= Directions =
(a) In the PostgreSQL connections thread, give the passage from "I think you'd" to "database sessions though." again, replacing "PROC array" with "process array".
(b) In the PostgreSQL connections thread, how many open file descriptors would 10k processes probably require?
(c) Answer yes or no for each statement about the PostgreSQL connections thread, quoting the words of the thread that decide it: (i) Tom Lane doubts that PostgreSQL could support 10k concurrent users given some kind of connection pooling. (ii) Jeff Davis has used sqlrelay himself. (iii) sqlrelay requires apps to be developed with its own API instead of libpq.

= Passage for review =
I think you'd be sticking your neck out to assume that 10k concurrent
connections would perform well, even after tweaking.  I'd worry first
about whether the OS can handle 10k processes (which among other things
would probably require order-of-300k open file descriptors...).  Maybe
Solaris is built to do that but the Unixen I've dealt with would go
belly up.  After that you'd have to look at Postgres' internal issues
--- contention on access to the PROC array would probably become a
significant factor, for example, and we'd have to do some redesign to
avoid linear scans of the PROC array where possible.

I don't doubt that we could support 10k concurrent *users*, given
connection pooling of some kind.  I'm dubious about 10k concurrent
database sessions though.

            regards, tom lane

Re: Urgent: 10K or more connections

From
Jeff Davis
Date:
On Friday 18 July 2003 01:28 pm, Sean Chittenden wrote:
> > There are 1000's of references to postgresql and connection pooling.
> >
> > http://www.google.com/search?hl=en&ie=UTF-8&oe=UTF-8&q=pooling+postgresql
> >
> > Maybe somthing there will work.
>
> Those are all application level connection pooling links.  I'm
> thinking about something that's done on the database side like ORA
> Listener and passes active connections back to the backend that way
> it's completely transparent and applies to every libpq app regardless
> of the language, application, etc.
>
> -sc

Perhaps this is the answer? I've never used it, but I remember seeing ti on
freshmeat.net.

http://sqlrelay.sourceforge.net/

Regards,
    Jeff Davis



Re: Urgent: 10K or more connections

From
Sean Chittenden
Date:
> > > There are 1000's of references to postgresql and connection pooling.
> > >
> > > http://www.google.com/search?hl=en&ie=UTF-8&oe=UTF-8&q=pooling+postgresql
> > >
> > > Maybe somthing there will work.
> >
> > Those are all application level connection pooling links.  I'm
> > thinking about something that's done on the database side like ORA
> > Listener and passes active connections back to the backend that way
> > it's completely transparent and applies to every libpq app regardless
> > of the language, application, etc.
> >
> > -sc
>
> Perhaps this is the answer? I've never used it, but I remember
> seeing ti on freshmeat.net.
>
> http://sqlrelay.sourceforge.net/

Very cool... too bad rudiments (prerequisit) doesn't compile with
newer versions of GCC and this requires you to develop your apps using
sqlrelay's API and not libpq.... though it's better than nothing.  :)

Records taken from a dataset:
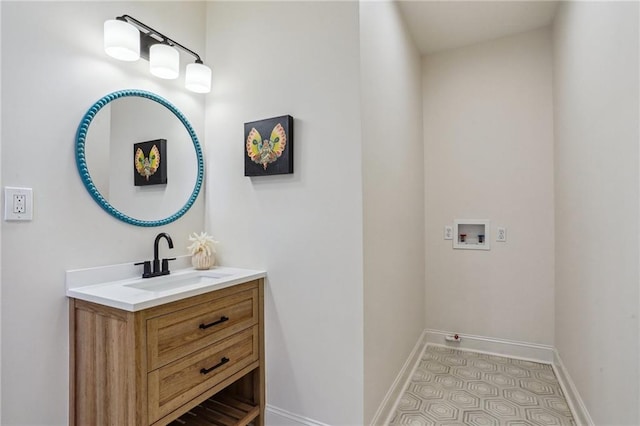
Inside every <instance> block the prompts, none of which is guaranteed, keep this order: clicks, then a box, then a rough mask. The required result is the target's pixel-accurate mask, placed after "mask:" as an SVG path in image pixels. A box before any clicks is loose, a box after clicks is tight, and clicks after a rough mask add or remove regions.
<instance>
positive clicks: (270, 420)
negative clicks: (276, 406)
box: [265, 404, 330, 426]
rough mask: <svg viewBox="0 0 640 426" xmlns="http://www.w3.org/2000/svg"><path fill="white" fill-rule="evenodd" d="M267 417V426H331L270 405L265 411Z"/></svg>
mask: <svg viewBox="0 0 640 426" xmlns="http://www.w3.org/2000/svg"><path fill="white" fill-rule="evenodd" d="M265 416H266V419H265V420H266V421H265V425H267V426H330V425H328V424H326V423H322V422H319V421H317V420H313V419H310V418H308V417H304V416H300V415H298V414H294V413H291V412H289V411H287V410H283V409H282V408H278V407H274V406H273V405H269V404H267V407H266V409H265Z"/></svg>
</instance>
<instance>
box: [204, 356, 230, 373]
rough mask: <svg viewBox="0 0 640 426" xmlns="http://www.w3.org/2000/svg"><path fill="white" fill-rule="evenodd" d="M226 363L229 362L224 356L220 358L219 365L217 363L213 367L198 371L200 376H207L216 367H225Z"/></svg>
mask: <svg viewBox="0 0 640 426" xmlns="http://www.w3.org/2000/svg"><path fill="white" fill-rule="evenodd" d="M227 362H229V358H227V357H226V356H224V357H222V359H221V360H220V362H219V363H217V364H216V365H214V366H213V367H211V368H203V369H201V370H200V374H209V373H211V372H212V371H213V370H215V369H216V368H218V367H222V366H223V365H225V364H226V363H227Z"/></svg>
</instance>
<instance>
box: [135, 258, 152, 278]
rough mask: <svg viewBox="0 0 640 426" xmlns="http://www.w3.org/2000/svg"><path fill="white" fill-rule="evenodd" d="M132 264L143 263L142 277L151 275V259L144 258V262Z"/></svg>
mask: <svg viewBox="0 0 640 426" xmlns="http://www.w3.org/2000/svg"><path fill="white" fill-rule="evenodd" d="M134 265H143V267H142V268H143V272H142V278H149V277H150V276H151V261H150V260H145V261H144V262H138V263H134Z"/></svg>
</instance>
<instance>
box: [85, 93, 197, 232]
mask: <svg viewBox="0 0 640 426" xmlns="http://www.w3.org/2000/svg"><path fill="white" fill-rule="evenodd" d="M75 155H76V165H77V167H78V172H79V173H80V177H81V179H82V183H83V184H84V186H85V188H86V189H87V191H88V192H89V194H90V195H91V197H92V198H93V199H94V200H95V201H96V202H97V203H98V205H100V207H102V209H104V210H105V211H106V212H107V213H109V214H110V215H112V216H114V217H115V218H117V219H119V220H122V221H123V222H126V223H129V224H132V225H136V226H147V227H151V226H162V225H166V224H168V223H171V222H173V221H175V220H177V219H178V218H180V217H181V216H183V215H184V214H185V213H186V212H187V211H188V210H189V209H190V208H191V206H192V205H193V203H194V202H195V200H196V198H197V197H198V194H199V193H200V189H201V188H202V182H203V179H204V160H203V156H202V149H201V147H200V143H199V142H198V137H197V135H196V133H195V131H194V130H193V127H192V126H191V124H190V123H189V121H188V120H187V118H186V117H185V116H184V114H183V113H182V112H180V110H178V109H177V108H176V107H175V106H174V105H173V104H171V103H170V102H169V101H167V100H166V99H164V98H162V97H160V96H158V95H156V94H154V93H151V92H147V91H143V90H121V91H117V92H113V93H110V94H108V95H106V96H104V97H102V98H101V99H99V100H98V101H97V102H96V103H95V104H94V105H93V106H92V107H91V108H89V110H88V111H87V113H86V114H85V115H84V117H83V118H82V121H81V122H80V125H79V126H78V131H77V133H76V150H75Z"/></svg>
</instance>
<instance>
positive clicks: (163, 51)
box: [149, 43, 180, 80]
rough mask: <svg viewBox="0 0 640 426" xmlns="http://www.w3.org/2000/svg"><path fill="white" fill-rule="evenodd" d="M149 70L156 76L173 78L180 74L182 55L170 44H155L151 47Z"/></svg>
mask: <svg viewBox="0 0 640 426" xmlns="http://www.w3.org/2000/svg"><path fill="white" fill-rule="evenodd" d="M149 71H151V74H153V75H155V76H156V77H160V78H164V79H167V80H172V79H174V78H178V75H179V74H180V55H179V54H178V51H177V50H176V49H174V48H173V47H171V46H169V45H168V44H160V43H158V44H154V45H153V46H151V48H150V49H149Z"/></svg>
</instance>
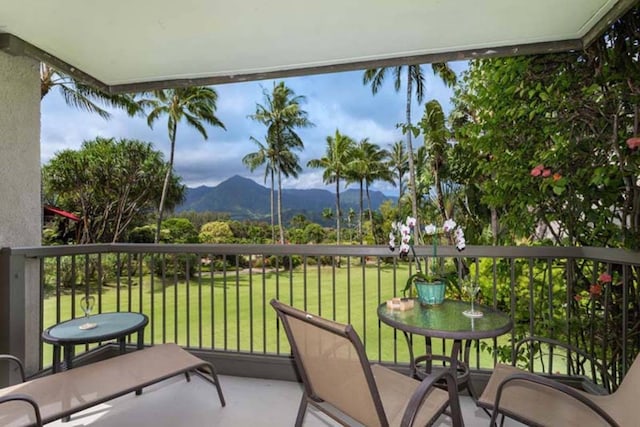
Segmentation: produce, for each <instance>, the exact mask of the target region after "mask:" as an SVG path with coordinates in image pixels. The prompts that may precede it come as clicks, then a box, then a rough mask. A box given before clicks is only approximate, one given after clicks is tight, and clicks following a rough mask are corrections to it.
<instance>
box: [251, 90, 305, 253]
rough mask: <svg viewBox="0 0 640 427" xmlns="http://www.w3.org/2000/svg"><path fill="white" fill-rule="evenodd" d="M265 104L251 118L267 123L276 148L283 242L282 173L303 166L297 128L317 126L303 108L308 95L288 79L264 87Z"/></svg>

= Answers =
(a)
I think you'd be sticking your neck out to assume that 10k concurrent
connections would perform well, even after tweaking.  I'd worry first
about whether the OS can handle 10k processes (which among other things
would probably require order-of-300k open file descriptors...).  Maybe
Solaris is built to do that but the Unixen I've dealt with would go
belly up.  After that you'd have to look at Postgres' internal issues
--- contention on access to the process array would probably become a
significant factor, for example, and we'd have to do some redesign to
avoid linear scans of the process array where possible.

I don't doubt that we could support 10k concurrent *users*, given
connection pooling of some kind.  I'm dubious about 10k concurrent
database sessions though.

(b) On the order of 300k.

(c)
(i) No: "I don't doubt that we could support 10k concurrent *users*, given connection pooling of some kind."
(ii) No: "I've never used it"
(iii) Yes: "this requires you to develop your apps using sqlrelay's API and not libpq"